**TASK INPUT**
-- -- --
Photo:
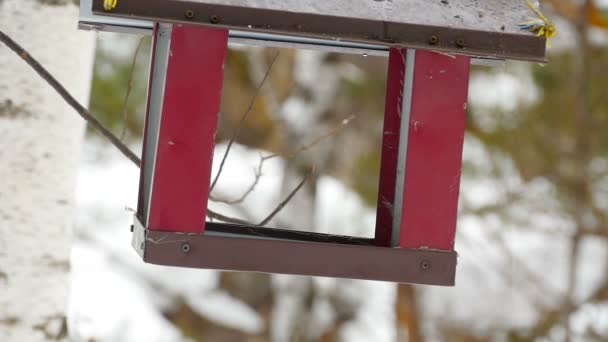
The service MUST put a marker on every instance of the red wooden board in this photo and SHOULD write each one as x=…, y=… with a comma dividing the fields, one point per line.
x=434, y=151
x=188, y=125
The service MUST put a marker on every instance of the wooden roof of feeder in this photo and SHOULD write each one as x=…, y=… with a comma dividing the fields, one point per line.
x=487, y=28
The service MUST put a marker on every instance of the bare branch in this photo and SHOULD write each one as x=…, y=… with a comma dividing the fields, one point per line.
x=258, y=170
x=315, y=142
x=85, y=114
x=214, y=215
x=242, y=120
x=125, y=114
x=80, y=109
x=287, y=199
x=257, y=173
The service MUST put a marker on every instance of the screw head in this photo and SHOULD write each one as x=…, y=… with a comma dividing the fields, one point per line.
x=214, y=19
x=185, y=247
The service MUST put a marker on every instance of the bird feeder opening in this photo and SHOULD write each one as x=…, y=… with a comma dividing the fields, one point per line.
x=429, y=46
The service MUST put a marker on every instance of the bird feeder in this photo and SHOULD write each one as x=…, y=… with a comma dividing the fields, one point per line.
x=430, y=46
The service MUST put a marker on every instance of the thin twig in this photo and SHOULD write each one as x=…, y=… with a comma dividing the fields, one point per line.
x=242, y=120
x=258, y=169
x=125, y=113
x=287, y=199
x=214, y=215
x=315, y=142
x=257, y=173
x=84, y=113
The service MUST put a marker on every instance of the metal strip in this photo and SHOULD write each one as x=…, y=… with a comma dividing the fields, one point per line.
x=191, y=106
x=90, y=21
x=458, y=41
x=393, y=106
x=408, y=89
x=434, y=151
x=298, y=257
x=156, y=96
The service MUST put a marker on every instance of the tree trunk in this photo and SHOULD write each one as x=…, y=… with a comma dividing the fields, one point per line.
x=40, y=139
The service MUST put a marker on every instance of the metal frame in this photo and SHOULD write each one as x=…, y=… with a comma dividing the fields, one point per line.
x=355, y=30
x=242, y=248
x=424, y=124
x=417, y=206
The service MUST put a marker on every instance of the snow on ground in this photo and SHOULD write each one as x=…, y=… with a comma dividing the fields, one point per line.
x=505, y=272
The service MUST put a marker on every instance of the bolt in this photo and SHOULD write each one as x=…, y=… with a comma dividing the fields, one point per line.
x=185, y=247
x=214, y=19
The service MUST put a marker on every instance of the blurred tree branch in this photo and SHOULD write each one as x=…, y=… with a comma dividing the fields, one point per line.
x=116, y=142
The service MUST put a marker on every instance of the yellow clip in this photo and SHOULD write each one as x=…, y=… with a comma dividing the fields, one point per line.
x=109, y=5
x=543, y=27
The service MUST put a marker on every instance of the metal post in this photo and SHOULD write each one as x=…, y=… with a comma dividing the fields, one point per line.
x=423, y=134
x=433, y=157
x=390, y=146
x=183, y=107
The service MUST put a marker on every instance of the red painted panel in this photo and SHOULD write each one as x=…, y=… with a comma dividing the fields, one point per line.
x=140, y=197
x=188, y=125
x=434, y=154
x=390, y=146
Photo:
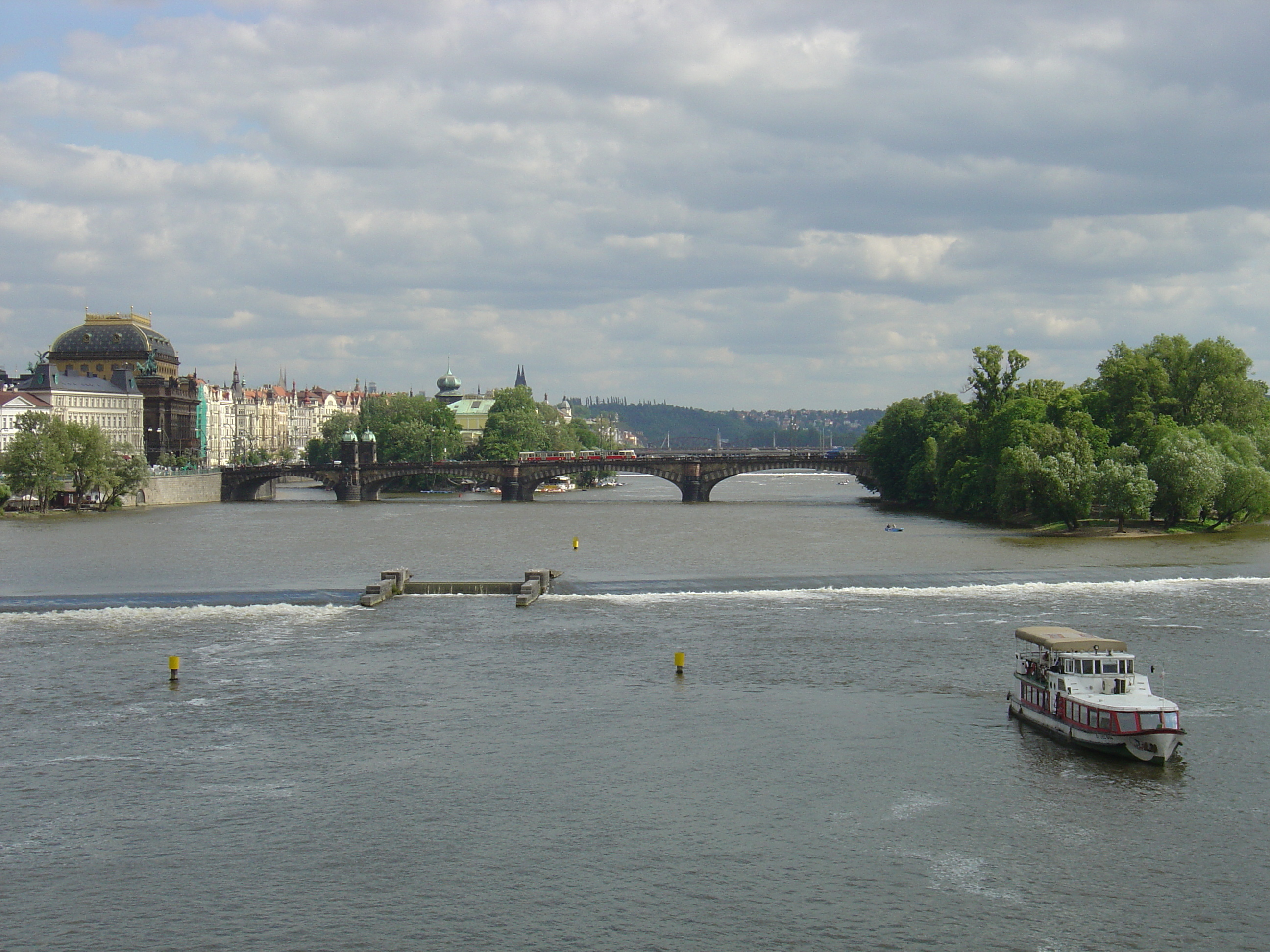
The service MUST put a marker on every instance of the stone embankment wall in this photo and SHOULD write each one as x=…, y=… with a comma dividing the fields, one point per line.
x=181, y=488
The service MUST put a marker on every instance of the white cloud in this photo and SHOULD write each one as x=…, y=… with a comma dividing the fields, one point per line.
x=671, y=200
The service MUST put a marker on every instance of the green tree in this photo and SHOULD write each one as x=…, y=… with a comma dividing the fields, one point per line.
x=1245, y=492
x=897, y=443
x=513, y=426
x=39, y=457
x=323, y=451
x=411, y=428
x=1123, y=487
x=1168, y=378
x=991, y=384
x=1188, y=473
x=1053, y=476
x=91, y=460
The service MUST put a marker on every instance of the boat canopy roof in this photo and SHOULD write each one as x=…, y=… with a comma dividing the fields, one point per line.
x=1058, y=639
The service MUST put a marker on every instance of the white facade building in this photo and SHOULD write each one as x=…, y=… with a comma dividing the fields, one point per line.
x=116, y=405
x=14, y=405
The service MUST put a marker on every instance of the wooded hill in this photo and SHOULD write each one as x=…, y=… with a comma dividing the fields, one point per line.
x=1170, y=429
x=690, y=428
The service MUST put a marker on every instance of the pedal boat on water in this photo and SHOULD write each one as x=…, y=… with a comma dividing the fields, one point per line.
x=1084, y=690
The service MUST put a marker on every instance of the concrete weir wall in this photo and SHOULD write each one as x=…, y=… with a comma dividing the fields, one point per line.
x=181, y=488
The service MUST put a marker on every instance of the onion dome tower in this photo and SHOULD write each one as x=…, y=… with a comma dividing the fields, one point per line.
x=450, y=389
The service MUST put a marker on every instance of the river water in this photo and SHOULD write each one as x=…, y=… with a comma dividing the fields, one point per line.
x=835, y=770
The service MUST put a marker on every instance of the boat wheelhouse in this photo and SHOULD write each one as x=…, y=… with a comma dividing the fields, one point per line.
x=1084, y=690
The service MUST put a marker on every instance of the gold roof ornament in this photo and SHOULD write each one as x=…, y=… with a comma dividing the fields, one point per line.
x=1056, y=638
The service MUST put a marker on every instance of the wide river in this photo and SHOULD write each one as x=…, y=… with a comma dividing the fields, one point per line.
x=833, y=771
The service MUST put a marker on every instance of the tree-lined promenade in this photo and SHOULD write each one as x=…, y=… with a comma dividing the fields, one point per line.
x=1168, y=429
x=415, y=429
x=49, y=452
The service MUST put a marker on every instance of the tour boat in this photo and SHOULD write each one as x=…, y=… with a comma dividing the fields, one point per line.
x=1085, y=691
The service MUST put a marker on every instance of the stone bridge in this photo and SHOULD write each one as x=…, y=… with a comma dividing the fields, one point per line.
x=696, y=475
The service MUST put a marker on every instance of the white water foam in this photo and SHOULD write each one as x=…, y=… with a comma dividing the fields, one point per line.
x=1003, y=591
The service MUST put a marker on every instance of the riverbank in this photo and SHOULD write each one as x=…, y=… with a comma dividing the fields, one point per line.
x=1106, y=528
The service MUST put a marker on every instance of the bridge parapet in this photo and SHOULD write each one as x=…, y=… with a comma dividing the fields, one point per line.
x=695, y=474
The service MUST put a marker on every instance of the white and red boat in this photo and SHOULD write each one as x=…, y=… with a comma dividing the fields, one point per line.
x=1084, y=690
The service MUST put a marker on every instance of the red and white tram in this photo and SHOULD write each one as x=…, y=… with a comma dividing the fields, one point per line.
x=1084, y=690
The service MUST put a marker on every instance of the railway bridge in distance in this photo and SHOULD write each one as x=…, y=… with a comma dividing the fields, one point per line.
x=695, y=474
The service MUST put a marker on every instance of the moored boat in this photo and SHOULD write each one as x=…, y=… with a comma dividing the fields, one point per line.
x=1084, y=690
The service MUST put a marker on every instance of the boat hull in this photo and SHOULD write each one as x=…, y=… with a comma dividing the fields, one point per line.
x=1148, y=747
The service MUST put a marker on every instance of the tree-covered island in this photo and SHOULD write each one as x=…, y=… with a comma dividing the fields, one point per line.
x=1168, y=430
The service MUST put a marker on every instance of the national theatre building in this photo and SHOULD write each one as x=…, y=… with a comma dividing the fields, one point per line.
x=107, y=343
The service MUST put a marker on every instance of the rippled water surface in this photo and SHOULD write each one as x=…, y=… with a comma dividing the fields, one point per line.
x=835, y=770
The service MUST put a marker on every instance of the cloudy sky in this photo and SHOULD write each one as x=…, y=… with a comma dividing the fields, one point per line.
x=733, y=204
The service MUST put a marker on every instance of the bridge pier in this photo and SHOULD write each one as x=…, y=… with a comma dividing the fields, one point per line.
x=694, y=490
x=515, y=488
x=248, y=492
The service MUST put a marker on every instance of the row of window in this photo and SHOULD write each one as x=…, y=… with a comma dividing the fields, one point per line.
x=1098, y=666
x=106, y=422
x=103, y=403
x=1121, y=721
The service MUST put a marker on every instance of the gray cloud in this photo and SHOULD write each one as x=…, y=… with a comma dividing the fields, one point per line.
x=717, y=204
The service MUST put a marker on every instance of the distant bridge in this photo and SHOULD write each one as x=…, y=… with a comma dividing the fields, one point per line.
x=695, y=474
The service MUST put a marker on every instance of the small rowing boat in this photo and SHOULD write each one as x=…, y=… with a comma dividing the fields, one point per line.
x=1085, y=691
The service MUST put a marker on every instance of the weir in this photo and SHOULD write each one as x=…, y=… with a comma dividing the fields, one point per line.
x=399, y=582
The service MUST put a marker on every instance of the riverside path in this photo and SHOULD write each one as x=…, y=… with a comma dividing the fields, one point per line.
x=695, y=474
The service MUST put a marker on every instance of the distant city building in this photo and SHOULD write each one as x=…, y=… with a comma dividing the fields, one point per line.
x=450, y=389
x=238, y=422
x=116, y=405
x=471, y=413
x=14, y=405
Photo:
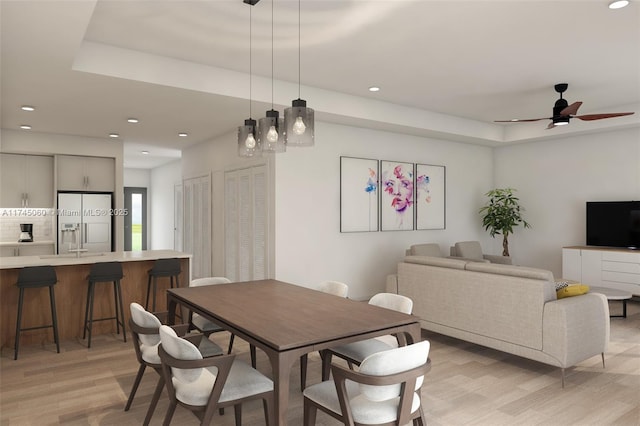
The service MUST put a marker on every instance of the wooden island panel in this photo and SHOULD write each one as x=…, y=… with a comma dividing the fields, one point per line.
x=71, y=296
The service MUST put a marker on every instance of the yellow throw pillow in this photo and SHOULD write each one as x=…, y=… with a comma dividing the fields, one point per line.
x=572, y=290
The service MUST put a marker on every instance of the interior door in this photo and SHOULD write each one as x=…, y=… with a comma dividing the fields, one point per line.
x=135, y=221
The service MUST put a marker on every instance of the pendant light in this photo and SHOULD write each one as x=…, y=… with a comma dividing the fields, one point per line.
x=298, y=119
x=271, y=128
x=248, y=146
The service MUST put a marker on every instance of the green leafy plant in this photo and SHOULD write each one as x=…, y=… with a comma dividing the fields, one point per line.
x=501, y=214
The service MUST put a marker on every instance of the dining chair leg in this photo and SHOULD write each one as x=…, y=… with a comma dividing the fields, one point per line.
x=303, y=371
x=134, y=389
x=252, y=349
x=154, y=401
x=230, y=343
x=237, y=409
x=326, y=364
x=309, y=413
x=170, y=411
x=269, y=414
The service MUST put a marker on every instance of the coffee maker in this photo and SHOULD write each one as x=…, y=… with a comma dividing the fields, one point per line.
x=26, y=233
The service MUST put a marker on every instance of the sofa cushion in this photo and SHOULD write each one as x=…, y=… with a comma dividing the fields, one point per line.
x=469, y=249
x=443, y=262
x=429, y=249
x=511, y=270
x=572, y=290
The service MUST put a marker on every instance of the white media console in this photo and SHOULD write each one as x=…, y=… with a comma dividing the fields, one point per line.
x=603, y=267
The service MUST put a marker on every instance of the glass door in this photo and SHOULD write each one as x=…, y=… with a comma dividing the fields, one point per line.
x=135, y=222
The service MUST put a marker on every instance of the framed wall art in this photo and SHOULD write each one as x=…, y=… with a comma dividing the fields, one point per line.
x=430, y=196
x=396, y=196
x=358, y=194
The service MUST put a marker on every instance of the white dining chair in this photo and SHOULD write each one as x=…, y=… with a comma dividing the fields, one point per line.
x=356, y=352
x=145, y=332
x=385, y=390
x=204, y=385
x=335, y=288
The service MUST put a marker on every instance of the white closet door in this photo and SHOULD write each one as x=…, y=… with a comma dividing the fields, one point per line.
x=197, y=224
x=246, y=224
x=178, y=218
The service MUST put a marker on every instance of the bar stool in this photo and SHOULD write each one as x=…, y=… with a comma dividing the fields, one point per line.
x=162, y=268
x=104, y=272
x=37, y=277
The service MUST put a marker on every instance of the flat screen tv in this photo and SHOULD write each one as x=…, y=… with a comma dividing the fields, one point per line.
x=613, y=224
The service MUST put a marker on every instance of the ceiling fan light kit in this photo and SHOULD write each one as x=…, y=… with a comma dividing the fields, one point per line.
x=563, y=112
x=618, y=4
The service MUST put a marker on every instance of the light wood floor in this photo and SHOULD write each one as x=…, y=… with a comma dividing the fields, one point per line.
x=468, y=385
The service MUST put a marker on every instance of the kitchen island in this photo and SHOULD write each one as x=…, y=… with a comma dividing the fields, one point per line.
x=71, y=292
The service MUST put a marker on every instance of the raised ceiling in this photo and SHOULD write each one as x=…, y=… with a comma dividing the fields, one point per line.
x=445, y=68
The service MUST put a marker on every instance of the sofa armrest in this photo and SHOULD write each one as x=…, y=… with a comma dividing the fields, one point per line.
x=392, y=284
x=576, y=328
x=493, y=258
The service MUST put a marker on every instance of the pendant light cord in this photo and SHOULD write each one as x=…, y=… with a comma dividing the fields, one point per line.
x=272, y=1
x=250, y=64
x=298, y=49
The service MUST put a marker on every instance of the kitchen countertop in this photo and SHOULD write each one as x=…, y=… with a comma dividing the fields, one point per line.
x=88, y=258
x=32, y=243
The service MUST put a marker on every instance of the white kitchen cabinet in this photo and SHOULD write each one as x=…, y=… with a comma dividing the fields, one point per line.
x=603, y=267
x=26, y=250
x=81, y=173
x=27, y=181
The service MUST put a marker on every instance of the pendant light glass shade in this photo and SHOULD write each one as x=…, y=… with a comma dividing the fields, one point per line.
x=271, y=132
x=248, y=145
x=299, y=124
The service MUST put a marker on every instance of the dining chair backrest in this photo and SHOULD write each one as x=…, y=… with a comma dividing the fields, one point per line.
x=198, y=282
x=336, y=288
x=396, y=302
x=180, y=348
x=145, y=319
x=166, y=267
x=393, y=361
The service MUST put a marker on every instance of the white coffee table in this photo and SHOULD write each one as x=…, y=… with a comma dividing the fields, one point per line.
x=614, y=294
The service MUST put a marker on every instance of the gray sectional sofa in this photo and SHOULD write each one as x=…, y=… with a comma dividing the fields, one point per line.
x=509, y=308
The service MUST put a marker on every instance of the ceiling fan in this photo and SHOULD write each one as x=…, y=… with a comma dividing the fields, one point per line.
x=563, y=112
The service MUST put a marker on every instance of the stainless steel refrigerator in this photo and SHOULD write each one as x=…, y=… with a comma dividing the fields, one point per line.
x=84, y=222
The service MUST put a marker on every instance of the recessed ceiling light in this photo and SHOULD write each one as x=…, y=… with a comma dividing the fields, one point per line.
x=618, y=4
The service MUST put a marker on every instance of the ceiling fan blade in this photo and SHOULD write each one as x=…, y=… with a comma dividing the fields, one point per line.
x=590, y=117
x=517, y=120
x=571, y=109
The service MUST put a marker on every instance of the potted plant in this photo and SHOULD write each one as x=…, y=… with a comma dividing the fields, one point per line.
x=501, y=214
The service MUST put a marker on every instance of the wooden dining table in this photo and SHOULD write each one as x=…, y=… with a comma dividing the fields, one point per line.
x=287, y=321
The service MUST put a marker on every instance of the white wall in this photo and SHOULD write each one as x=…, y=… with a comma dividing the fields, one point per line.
x=161, y=202
x=138, y=178
x=309, y=245
x=554, y=180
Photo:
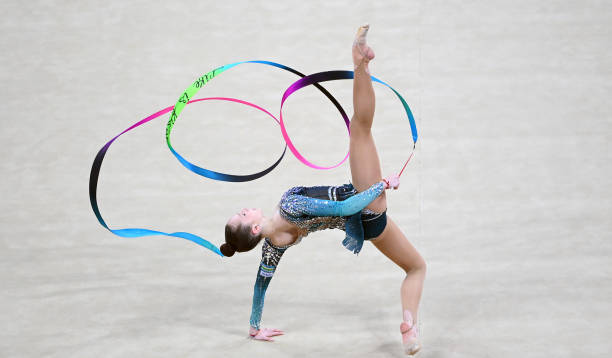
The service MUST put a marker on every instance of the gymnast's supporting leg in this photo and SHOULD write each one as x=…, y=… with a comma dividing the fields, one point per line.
x=365, y=171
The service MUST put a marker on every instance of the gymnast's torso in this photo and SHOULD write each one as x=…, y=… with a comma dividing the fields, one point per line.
x=299, y=206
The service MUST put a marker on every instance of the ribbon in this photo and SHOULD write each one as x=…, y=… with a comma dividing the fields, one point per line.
x=186, y=98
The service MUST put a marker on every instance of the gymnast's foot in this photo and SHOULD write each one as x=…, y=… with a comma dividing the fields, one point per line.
x=409, y=335
x=362, y=53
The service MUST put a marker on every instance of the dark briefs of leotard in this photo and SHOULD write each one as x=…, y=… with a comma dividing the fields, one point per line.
x=373, y=223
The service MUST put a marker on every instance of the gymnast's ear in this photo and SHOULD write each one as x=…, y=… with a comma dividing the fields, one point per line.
x=256, y=229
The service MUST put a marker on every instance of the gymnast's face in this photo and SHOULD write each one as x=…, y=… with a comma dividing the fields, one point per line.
x=246, y=216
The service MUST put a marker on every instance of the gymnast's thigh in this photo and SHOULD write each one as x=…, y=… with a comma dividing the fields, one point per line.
x=395, y=245
x=365, y=165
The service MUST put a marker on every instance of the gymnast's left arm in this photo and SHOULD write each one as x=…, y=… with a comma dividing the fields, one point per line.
x=269, y=261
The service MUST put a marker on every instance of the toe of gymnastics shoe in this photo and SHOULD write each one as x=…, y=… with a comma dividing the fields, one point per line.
x=409, y=339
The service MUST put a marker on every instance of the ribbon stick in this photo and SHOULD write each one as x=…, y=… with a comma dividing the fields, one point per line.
-- -- --
**ASSIGNMENT**
Please give again, word for word, only the lines from the one holding "the gymnast's face" through the end of the listing above.

**RESPONSE BOX**
The service MUST put a marker on every instance of the gymnast's face in this photo and SHOULD write each one as x=…, y=… with a comma dividing the fields, one point per line.
x=246, y=216
The service MUST put a marker on every instance of the gymnast's thigh in this photo and SHOULD write each one as x=…, y=… with a comma dividing the fields, one point per line.
x=395, y=245
x=365, y=165
The service MUST put a marker on every instance of the gymnast's left arm in this photo and SHOULD write each one as x=…, y=… with a comma dividing the fields, one point per line.
x=269, y=261
The service MUST put a marker on every instance of the toe of gymnastics shoe in this photo and SHOULD write each one as x=…, y=… with a comma dividing the fields, one point per line.
x=409, y=339
The service MUST put a marker on every instance of the ribbon stick in this photo and SHOULD write each one as x=…, y=… with a comma dividing the fields, one point per line.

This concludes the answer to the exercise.